Render the stretch of the listing from its first line through the line containing "[0,140,400,283]" as a JSON list of strings, one string per line, leaving out blank lines.

[start of Supplied data]

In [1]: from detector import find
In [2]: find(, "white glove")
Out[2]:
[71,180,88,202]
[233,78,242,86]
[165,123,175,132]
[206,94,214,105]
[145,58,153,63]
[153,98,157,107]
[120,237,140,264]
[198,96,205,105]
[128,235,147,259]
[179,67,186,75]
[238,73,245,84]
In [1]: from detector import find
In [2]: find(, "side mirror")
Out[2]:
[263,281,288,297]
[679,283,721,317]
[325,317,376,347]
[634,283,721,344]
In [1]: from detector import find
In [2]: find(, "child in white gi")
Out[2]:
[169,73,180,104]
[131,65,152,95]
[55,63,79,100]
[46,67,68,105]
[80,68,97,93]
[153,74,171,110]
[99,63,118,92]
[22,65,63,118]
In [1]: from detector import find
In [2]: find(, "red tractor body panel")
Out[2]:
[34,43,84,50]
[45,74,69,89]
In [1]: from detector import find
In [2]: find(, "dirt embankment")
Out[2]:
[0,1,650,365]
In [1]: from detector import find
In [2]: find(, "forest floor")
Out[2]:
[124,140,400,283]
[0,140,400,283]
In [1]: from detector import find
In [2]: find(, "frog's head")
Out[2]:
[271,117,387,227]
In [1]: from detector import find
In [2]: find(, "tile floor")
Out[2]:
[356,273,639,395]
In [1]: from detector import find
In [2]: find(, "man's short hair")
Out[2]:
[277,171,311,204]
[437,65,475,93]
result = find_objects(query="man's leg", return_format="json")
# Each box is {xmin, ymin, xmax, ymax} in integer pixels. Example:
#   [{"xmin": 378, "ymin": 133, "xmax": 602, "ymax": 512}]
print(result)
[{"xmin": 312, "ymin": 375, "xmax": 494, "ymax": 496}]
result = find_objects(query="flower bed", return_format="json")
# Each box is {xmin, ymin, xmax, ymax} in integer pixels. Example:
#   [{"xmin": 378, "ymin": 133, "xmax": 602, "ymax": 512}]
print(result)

[end of Supplied data]

• **Exercise solution**:
[
  "In [1]: from detector import find",
  "In [2]: find(, \"white glove\")",
  "Out[2]:",
  "[71,180,88,202]",
  "[233,78,242,86]",
  "[165,123,175,132]",
  "[206,94,214,105]",
  "[145,58,153,63]",
  "[153,98,157,107]",
  "[120,237,140,264]",
  "[198,96,205,105]",
  "[128,235,147,259]",
  "[179,67,186,75]",
  "[238,73,245,84]",
  "In [1]: from detector import find",
  "In [2]: find(, \"side mirror\")",
  "Out[2]:",
  "[263,281,288,297]",
  "[679,283,721,317]",
  "[325,317,376,347]",
  "[634,283,721,344]",
  "In [1]: from detector import find",
  "In [2]: find(, \"child in white gi\")",
  "Out[2]:",
  "[169,73,180,104]",
  "[131,65,152,95]",
  "[55,63,79,100]",
  "[46,67,68,105]",
  "[80,68,97,93]",
  "[153,74,171,110]",
  "[99,63,118,92]",
  "[22,65,63,118]",
  "In [1]: from detector import find",
  "In [2]: find(, \"red tractor body panel\")",
  "Out[2]:",
  "[34,43,84,50]",
  "[45,74,69,89]",
  "In [1]: from detector import find",
  "In [2]: find(, \"dirt embankment\")",
  "Out[2]:",
  "[0,1,650,365]",
  "In [1]: from detector import find",
  "In [2]: find(, \"forest floor\")",
  "Out[2]:",
  "[124,140,400,283]",
  "[0,140,400,283]"
]